Problem details – Will you quote only the lines starting at the one that contains "indicate the grass verge with a point" and ending with the last line of the listing below, inclusive?
>>>
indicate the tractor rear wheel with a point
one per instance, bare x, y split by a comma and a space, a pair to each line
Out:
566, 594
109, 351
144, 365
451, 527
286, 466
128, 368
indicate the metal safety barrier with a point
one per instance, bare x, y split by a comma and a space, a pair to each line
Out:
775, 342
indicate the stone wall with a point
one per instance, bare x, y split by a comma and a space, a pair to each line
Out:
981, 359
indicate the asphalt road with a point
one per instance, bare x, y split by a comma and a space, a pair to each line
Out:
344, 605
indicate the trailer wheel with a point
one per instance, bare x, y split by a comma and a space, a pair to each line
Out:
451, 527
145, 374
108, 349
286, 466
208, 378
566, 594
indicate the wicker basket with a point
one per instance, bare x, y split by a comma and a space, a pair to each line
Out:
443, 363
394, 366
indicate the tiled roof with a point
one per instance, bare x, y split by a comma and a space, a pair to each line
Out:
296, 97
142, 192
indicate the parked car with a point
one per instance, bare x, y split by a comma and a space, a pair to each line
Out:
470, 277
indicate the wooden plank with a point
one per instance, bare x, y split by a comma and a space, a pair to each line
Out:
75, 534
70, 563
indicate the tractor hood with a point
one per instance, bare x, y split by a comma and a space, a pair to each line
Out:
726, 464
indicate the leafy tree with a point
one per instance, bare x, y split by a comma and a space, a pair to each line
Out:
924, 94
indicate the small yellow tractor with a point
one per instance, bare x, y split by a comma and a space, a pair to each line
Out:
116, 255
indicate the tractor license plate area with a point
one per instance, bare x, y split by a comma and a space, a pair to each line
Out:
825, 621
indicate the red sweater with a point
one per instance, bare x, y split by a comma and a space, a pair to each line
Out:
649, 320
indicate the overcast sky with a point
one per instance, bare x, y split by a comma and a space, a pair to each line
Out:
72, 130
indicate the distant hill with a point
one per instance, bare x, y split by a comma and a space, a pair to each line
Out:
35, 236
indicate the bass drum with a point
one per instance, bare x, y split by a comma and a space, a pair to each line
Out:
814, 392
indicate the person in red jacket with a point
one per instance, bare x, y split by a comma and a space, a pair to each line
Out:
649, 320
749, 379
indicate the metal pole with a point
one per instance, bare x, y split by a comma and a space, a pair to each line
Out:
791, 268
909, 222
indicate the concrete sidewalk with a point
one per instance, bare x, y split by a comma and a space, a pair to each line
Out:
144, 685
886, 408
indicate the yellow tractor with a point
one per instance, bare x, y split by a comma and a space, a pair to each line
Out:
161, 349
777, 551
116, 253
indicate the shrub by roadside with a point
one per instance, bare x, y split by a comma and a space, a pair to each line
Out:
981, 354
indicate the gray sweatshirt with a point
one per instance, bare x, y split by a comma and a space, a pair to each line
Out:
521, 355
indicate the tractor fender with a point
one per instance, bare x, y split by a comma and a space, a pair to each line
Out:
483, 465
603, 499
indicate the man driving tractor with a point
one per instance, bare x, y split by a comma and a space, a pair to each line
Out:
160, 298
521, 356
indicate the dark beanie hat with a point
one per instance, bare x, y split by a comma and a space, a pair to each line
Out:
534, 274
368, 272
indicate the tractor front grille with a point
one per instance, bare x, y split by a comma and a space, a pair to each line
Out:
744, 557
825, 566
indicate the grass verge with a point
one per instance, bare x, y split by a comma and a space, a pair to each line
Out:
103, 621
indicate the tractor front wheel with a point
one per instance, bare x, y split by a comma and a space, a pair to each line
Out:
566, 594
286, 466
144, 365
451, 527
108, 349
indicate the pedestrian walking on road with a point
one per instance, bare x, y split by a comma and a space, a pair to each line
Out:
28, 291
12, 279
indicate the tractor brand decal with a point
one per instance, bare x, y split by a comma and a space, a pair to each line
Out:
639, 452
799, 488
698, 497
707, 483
<<<
Solution for this task –
indicate the grass verge with a point
one per instance, bare x, y split by a comma and a space, a pair to each line
Out:
103, 621
indicate the tractor front wheel with a point
one per instance, bare x, y split by a comma and a space, a pair to each line
Out:
566, 594
286, 466
144, 365
451, 527
108, 349
indicate the pedestrian walking on road with a point
one per instance, bare x, y split by a comma and a space, a pair to each line
Out:
28, 291
12, 279
indicate the tractor brand decal with a point
one per instance, bare x, y split by a comma and a space, a pair to each line
Out:
639, 452
799, 488
698, 497
707, 483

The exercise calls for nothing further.